◆ **WORK REQUEST 1**: Summarize the catalog entry below in one sentence.
◆ **WORK REQUEST 2**: Translate the title from the catalog entry below into Spanish: "Coherent diffractive imaging of microtubules using an X-ray laser."

(SOURCE DOCUMENT Opens)

학술논문
Coherent diffractive imaging of microtubules using an X-ray laser.
Document Type
article
Author
Brändén, Gisela; Hammarin, Greger; Harimoorthy, Rajiv; Johansson, Alexander; Arnlund, David; Malmerberg, Erik; Barty, Anton; Tångefjord, Stefan; Berntsen, Peter; DePonte, Daniel P; Seuring, Carolin; White, Thomas A; Stellato, Francesco; Bean, Richard; Beyerlein, Kenneth R; Chavas, Leonard MG; Fleckenstein, Holger; Gati, Cornelius; Ghoshdastider, Umesh; Gumprecht, Lars; Oberthür, Dominik; Popp, David; Seibert, Marvin; Tilp, Thomas; Messerschmidt, Marc; Williams, Garth J; Loh, N Duane; Chapman, Henry N; Zwart, Peter; Liang, Mengning; Boutet, Sébastien; Robinson, Robert C; Neutze, Richard
Source
Nature communications. 10(1)

(SOURCE DOCUMENT Closes)
(INFORMATION PROVIDED Opens)

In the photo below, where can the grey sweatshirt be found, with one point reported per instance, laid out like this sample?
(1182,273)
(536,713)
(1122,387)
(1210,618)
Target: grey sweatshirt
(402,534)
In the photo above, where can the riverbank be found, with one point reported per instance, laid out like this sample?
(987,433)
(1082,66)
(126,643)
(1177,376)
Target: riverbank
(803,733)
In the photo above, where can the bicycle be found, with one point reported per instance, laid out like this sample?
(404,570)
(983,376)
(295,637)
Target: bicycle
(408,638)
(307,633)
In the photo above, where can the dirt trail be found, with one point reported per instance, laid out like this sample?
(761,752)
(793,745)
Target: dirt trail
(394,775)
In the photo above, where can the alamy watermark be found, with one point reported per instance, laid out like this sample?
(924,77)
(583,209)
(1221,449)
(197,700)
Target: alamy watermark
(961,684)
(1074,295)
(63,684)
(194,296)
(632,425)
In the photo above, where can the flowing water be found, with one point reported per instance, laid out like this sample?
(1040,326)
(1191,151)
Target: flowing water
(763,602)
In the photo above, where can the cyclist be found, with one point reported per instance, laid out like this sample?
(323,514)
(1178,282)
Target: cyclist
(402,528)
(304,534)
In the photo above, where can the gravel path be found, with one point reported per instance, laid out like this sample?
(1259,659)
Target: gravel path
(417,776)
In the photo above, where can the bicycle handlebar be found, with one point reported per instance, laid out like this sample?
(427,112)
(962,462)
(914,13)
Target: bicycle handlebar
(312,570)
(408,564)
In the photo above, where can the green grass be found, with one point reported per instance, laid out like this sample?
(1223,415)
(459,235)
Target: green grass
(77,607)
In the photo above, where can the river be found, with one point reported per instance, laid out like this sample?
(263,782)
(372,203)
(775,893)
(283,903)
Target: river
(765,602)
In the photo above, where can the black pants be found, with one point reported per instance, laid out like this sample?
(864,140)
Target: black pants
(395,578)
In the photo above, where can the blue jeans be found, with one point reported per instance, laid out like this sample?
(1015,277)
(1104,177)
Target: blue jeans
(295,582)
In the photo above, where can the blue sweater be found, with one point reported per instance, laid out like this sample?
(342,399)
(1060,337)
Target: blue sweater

(INFORMATION PROVIDED Closes)

◆ **SOLUTION 1**: The catalog entry lists an article titled "Coherent diffractive imaging of microtubules using an X-ray laser." by Gisela Brändén and colleagues through Richard Neutze, published in Nature communications 10(1).

◆ **SOLUTION 2**: Imagen por difracción coherente de microtúbulos mediante un láser de rayos X.